> **Page extract**
■ ■ ■ ■ ■

Net income of $3.4 million (before taxes) in the first quarter of 2014 compares to $5.5 million for the first quarter of 2013. In addition to the larger loan loss reserve release in first quarter 2013, last year's quarter included stronger net interest income and significantly stronger residential mortgage banking revenue as well as $1.5 million in securities gains compared to nominal securities losses in the 2014 first quarter.

In April, 2014 the Company concluded a successful capital raise issuing 15,525,000 common shares with net proceeds in excess of $64.0 million. To date proceeds have been used to pay $19.7 million accrued but previously unpaid interest on trust preferred securities and to repurchase certain shares of Series B Stock. On April 28, 2014 the Company repurchased Series B Stock at an agreed upon price reached in private negotiations. Payments of $22.9 million were made to a large private investor with other payments totaling $1.4 million made to directors of the Company. See Note 17 for additional information. In May, 2014 the Company will apply proceeds to pay the accumulated but unpaid dividends on Series B Stock. Any remaining proceeds will be used for general corporate purposes including payment for various services required during the offering.

■ ■ ■ ■ ■

[Entries taken from a collection]
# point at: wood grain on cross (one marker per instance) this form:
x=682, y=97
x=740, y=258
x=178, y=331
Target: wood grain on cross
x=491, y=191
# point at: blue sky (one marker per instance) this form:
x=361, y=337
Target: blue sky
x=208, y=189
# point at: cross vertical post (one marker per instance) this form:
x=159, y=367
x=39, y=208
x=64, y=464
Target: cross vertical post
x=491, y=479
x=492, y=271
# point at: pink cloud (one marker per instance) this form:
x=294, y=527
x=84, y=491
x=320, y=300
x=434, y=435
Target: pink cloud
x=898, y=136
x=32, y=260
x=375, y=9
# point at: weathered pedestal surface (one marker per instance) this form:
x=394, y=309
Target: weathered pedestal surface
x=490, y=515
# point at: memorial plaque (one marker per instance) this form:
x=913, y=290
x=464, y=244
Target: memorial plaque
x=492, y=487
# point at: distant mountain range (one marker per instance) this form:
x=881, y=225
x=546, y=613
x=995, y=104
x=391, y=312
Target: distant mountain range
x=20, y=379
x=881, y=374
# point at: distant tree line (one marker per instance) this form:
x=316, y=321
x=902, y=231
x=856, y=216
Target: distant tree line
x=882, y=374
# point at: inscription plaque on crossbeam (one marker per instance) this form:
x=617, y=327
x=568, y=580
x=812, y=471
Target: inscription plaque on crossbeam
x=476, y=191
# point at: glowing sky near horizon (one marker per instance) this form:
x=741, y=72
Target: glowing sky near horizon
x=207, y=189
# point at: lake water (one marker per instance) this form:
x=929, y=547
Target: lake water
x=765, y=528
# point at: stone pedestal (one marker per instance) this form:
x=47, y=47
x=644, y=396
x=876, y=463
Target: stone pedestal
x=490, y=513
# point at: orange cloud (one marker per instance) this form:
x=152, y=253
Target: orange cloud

■ ■ ■ ■ ■

> **Requirements**
1. Arrange the records as a numbered list, from the first line of the records up to and including the line with "x=882, y=374", leaving out any blank lines.
2. Pick up the report on the company's first-quarter 2014 results and April capital raise after its final sentence and continue it.

> **Answers below**
1.
1. # point at: wood grain on cross (one marker per instance) this form:
2. x=682, y=97
3. x=740, y=258
4. x=178, y=331
5. Target: wood grain on cross
6. x=491, y=191
7. # point at: blue sky (one marker per instance) this form:
8. x=361, y=337
9. Target: blue sky
10. x=208, y=189
11. # point at: cross vertical post (one marker per instance) this form:
12. x=159, y=367
13. x=39, y=208
14. x=64, y=464
15. Target: cross vertical post
16. x=491, y=479
17. x=492, y=271
18. # point at: pink cloud (one marker per instance) this form:
19. x=294, y=527
20. x=84, y=491
21. x=320, y=300
22. x=434, y=435
23. Target: pink cloud
24. x=898, y=136
25. x=32, y=260
26. x=375, y=9
27. # point at: weathered pedestal surface (one marker per instance) this form:
28. x=394, y=309
29. Target: weathered pedestal surface
30. x=490, y=515
31. # point at: memorial plaque (one marker per instance) this form:
32. x=913, y=290
33. x=464, y=244
34. Target: memorial plaque
35. x=492, y=487
36. # point at: distant mountain range (one marker per instance) this form:
37. x=881, y=225
38. x=546, y=613
39. x=995, y=104
40. x=391, y=312
41. Target: distant mountain range
42. x=20, y=379
43. x=881, y=374
44. # point at: distant tree line (one marker per instance) this form:
45. x=316, y=321
46. x=902, y=231
47. x=856, y=216
48. Target: distant tree line
49. x=882, y=374

2.
Results of Operations

Earnings per share for the first quarter of 2014 was $.04 per diluted share on $2.2 million of net income. This compares to $.30 per diluted share, on net income of $5.5 million for the first quarter of 2013. The net income available to common stockholders was $630,000 for the first quarter of 2014 after preferred stock dividends and accretion of $1.6 million. The first quarter 2014 preferred stock dividend incorporates an increase in the dividend rate from 5% to 9% in February 2014. First quarter 2013 net income available to common stockholders was $4.2 million for the first quarter of 2013 after Series B Stock dividends and accretion of $1.3 million.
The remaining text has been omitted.